#### Requirement
Make an exact copy of the entries below.

[Dataset entries]
- - - - - - -

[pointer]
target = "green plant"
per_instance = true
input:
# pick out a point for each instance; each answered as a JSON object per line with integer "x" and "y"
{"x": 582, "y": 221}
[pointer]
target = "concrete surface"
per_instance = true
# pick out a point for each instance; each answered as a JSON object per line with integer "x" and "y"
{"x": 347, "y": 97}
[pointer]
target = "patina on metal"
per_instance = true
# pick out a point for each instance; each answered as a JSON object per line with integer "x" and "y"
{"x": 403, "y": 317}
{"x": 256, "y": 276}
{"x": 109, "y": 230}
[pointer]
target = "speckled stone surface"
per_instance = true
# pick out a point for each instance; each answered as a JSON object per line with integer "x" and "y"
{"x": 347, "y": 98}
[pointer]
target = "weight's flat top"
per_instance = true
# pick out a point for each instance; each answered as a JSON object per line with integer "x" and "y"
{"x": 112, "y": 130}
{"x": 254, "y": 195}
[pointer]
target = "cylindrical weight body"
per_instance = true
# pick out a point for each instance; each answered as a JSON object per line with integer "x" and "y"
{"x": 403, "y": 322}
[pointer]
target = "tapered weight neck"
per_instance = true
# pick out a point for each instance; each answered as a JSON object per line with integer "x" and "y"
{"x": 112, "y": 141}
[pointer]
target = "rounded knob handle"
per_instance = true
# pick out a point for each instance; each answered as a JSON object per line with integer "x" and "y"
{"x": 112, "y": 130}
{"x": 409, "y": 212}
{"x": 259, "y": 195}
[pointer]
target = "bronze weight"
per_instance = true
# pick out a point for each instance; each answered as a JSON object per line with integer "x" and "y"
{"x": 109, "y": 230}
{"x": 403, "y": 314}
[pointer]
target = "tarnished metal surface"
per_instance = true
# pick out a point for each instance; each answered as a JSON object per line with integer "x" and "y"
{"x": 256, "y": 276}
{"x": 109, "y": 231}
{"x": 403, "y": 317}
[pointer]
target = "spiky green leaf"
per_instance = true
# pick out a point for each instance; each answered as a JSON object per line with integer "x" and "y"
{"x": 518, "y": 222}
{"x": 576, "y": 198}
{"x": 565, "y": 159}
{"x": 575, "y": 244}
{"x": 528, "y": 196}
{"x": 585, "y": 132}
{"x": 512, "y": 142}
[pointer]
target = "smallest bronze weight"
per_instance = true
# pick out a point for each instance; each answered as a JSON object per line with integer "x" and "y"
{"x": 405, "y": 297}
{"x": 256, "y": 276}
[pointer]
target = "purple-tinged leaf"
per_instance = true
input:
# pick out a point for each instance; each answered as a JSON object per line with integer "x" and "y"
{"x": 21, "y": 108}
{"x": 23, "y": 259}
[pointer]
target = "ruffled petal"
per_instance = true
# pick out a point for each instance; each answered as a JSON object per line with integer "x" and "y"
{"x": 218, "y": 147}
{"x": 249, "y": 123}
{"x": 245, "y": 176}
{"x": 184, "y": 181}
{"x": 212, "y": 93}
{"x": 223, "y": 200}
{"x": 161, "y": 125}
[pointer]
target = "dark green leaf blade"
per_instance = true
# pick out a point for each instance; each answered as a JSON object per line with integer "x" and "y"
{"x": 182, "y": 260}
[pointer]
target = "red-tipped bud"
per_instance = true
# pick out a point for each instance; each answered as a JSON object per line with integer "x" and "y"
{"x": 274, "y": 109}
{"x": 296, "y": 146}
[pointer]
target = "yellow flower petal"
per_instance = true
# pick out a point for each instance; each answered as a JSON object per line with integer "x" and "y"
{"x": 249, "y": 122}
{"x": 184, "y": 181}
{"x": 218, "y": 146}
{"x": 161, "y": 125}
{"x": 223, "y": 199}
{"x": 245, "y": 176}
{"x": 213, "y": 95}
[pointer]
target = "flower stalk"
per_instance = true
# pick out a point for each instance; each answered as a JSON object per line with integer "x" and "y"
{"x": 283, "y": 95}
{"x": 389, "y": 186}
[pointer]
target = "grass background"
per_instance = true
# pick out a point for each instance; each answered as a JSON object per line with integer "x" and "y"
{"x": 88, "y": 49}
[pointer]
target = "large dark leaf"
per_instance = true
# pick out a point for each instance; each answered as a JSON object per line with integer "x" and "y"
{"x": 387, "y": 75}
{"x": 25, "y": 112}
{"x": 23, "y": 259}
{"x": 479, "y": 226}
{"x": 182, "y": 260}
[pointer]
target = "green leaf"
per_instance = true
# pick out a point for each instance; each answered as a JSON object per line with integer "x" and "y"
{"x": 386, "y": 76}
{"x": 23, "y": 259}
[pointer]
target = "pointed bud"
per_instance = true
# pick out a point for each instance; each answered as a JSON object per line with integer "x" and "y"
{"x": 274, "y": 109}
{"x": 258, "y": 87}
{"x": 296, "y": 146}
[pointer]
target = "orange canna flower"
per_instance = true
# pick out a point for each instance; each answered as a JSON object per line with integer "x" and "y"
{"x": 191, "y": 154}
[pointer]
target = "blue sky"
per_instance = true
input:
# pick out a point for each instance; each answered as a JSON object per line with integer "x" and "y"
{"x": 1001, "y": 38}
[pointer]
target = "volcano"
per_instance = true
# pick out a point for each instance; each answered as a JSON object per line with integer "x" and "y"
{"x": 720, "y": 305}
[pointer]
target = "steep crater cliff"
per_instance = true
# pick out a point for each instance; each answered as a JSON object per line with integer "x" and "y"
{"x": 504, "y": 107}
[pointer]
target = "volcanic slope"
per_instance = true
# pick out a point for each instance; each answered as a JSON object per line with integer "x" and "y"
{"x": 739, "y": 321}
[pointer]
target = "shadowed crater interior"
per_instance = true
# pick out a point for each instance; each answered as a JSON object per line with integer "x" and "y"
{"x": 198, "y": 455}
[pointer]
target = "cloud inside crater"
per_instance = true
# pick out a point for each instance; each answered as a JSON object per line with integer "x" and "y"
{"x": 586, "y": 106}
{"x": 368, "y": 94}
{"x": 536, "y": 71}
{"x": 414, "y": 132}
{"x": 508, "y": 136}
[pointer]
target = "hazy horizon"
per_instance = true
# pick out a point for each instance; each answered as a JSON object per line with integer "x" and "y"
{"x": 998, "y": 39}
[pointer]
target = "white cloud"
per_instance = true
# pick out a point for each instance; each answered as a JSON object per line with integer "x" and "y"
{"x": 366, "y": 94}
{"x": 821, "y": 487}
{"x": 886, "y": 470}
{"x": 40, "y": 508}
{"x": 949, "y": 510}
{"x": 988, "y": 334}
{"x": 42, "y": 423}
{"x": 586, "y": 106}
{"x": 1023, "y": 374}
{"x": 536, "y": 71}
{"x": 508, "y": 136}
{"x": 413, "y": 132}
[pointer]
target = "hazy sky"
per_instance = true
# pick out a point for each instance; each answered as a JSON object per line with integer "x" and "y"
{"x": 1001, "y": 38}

- - - - - - -

#### Answer below
[pointer]
target = "green plant"
per_instance = true
input:
# pick out a point for each instance; each answered as a JSON object per line with integer "x" and "y"
{"x": 582, "y": 221}
[pointer]
target = "concrete surface"
per_instance = true
# pick out a point for each instance; each answered as a JSON object per line with integer "x" and "y"
{"x": 347, "y": 97}
[pointer]
target = "patina on metal"
per_instance = true
# pick out a point for each instance; each answered as a JSON object per line with integer "x" and "y"
{"x": 403, "y": 317}
{"x": 256, "y": 276}
{"x": 109, "y": 230}
[pointer]
target = "speckled stone surface"
per_instance = true
# pick out a point for each instance; each answered as a JSON object per line with integer "x" and "y"
{"x": 347, "y": 98}
[pointer]
target = "weight's flat top"
per_instance = true
# pick out a point for each instance; each answered as a JSON object per line with integer "x" and "y"
{"x": 112, "y": 130}
{"x": 254, "y": 195}
[pointer]
target = "cylindrical weight body"
per_instance = true
# pick out a point for each instance; each answered as a JSON object per line with integer "x" and "y"
{"x": 403, "y": 322}
[pointer]
target = "tapered weight neck"
per_instance = true
# pick out a point for each instance; each answered as a JSON object per line with integer "x" and "y"
{"x": 112, "y": 141}
[pointer]
target = "rounded knob handle"
per_instance = true
# pick out a point for each instance; each answered as a JSON object per line with integer "x" and "y"
{"x": 112, "y": 130}
{"x": 409, "y": 212}
{"x": 259, "y": 195}
[pointer]
target = "bronze weight"
per_instance = true
# pick out a point for each instance; each answered as a JSON object per line with integer "x" and "y"
{"x": 109, "y": 230}
{"x": 403, "y": 314}
[pointer]
target = "tarnished metal surface"
per_instance = true
# pick out a point for each instance; each answered as a JSON object per line with integer "x" and "y"
{"x": 256, "y": 276}
{"x": 109, "y": 231}
{"x": 403, "y": 317}
[pointer]
target = "spiky green leaf"
per_instance = true
# pick out a point for each instance; each answered as a JSON object per line with integer "x" and "y"
{"x": 518, "y": 222}
{"x": 576, "y": 198}
{"x": 565, "y": 159}
{"x": 575, "y": 244}
{"x": 528, "y": 196}
{"x": 585, "y": 132}
{"x": 512, "y": 142}
[pointer]
target = "smallest bronze weight"
per_instance = true
# pick out a point for each instance; each answered as a JSON object per line with integer "x" and "y"
{"x": 405, "y": 297}
{"x": 256, "y": 276}
[pointer]
target = "purple-tinged leaf"
per_instance = true
input:
# pick out a point for each instance; each answered as a JSON object per line with integer "x" and "y"
{"x": 21, "y": 108}
{"x": 23, "y": 259}
[pointer]
target = "ruffled petal"
per_instance = true
# pick out a point for each instance; each answered as a JSON object per line with integer "x" and "y"
{"x": 218, "y": 147}
{"x": 249, "y": 123}
{"x": 245, "y": 176}
{"x": 184, "y": 181}
{"x": 212, "y": 93}
{"x": 223, "y": 200}
{"x": 161, "y": 125}
[pointer]
target = "dark green leaf blade"
per_instance = true
# pick out a point for each instance; each answered as a JSON object per line with integer "x" and "y"
{"x": 182, "y": 260}
[pointer]
target = "red-tipped bud"
per_instance = true
# pick out a point for each instance; each answered as a JSON object per line with integer "x" and "y"
{"x": 274, "y": 109}
{"x": 296, "y": 146}
[pointer]
target = "yellow flower petal"
per_instance = true
# pick out a point for each instance; each answered as a JSON object per line with integer "x" and "y"
{"x": 249, "y": 122}
{"x": 184, "y": 181}
{"x": 218, "y": 146}
{"x": 161, "y": 125}
{"x": 223, "y": 199}
{"x": 245, "y": 176}
{"x": 213, "y": 95}
[pointer]
target = "flower stalk"
per_instance = true
# pick out a point for each instance; each answered as a JSON object per line with integer "x" and "y"
{"x": 283, "y": 95}
{"x": 389, "y": 186}
[pointer]
target = "grass background"
per_instance = true
# pick out a point for each instance; each answered as a JSON object per line with integer "x" and "y"
{"x": 88, "y": 49}
[pointer]
target = "large dark leaf"
per_instance = true
# pick out a point for each instance; each answered as a JSON object per line with integer "x" and "y"
{"x": 387, "y": 75}
{"x": 25, "y": 112}
{"x": 23, "y": 259}
{"x": 479, "y": 226}
{"x": 182, "y": 260}
[pointer]
target = "green leaf"
per_instance = true
# pick out a point for each instance; each answered as a JSON object per line with integer "x" and "y"
{"x": 386, "y": 76}
{"x": 23, "y": 259}
[pointer]
target = "pointed bud"
per_instance = true
# pick out a point for each instance; each answered as a JSON object per line with integer "x" and "y"
{"x": 274, "y": 109}
{"x": 258, "y": 87}
{"x": 296, "y": 146}
[pointer]
target = "orange canna flower"
per_instance = true
# pick out a point for each instance; each answered as a JSON object per line with integer "x" and "y"
{"x": 191, "y": 154}
[pointer]
target = "blue sky"
per_instance = true
input:
# pick out a point for each instance; each answered as a JSON object per line with integer "x" and "y"
{"x": 1001, "y": 38}
[pointer]
target = "volcano"
per_instance = true
# pick out a point for each instance; each answered as a JSON object per line with integer "x" and "y"
{"x": 720, "y": 305}
[pointer]
target = "steep crater cliff"
per_instance = true
# pick out a point for each instance; each answered as a JSON object per line with integer "x" and "y"
{"x": 504, "y": 107}
[pointer]
target = "volcanic slope"
per_instance = true
# pick out a point for each instance; each answered as a JSON object per line with integer "x" and "y"
{"x": 739, "y": 321}
[pointer]
target = "shadowed crater interior"
per_instance = true
# pick out a point for each instance; each answered as a JSON object per line with integer "x" and "y"
{"x": 198, "y": 455}
[pointer]
target = "cloud inside crater"
per_instance = true
# pick out a point for each instance; each answered as a JSON object per line with integer "x" and "y"
{"x": 586, "y": 106}
{"x": 368, "y": 94}
{"x": 536, "y": 71}
{"x": 414, "y": 132}
{"x": 508, "y": 136}
[pointer]
target = "hazy horizon"
per_instance = true
# pick out a point for each instance; each answered as a JSON object per line with integer "x" and "y"
{"x": 998, "y": 39}
[pointer]
target = "white cloud"
per_instance = true
# pick out a point for each instance; each answered as a JSON object per line with integer "x" and "y"
{"x": 366, "y": 94}
{"x": 821, "y": 487}
{"x": 886, "y": 470}
{"x": 40, "y": 508}
{"x": 949, "y": 510}
{"x": 988, "y": 334}
{"x": 42, "y": 423}
{"x": 586, "y": 106}
{"x": 1023, "y": 374}
{"x": 536, "y": 71}
{"x": 508, "y": 136}
{"x": 413, "y": 132}
[pointer]
target = "hazy sky"
per_instance = true
# pick out a point for each instance; each answered as a JSON object per line with integer "x" and "y"
{"x": 1001, "y": 38}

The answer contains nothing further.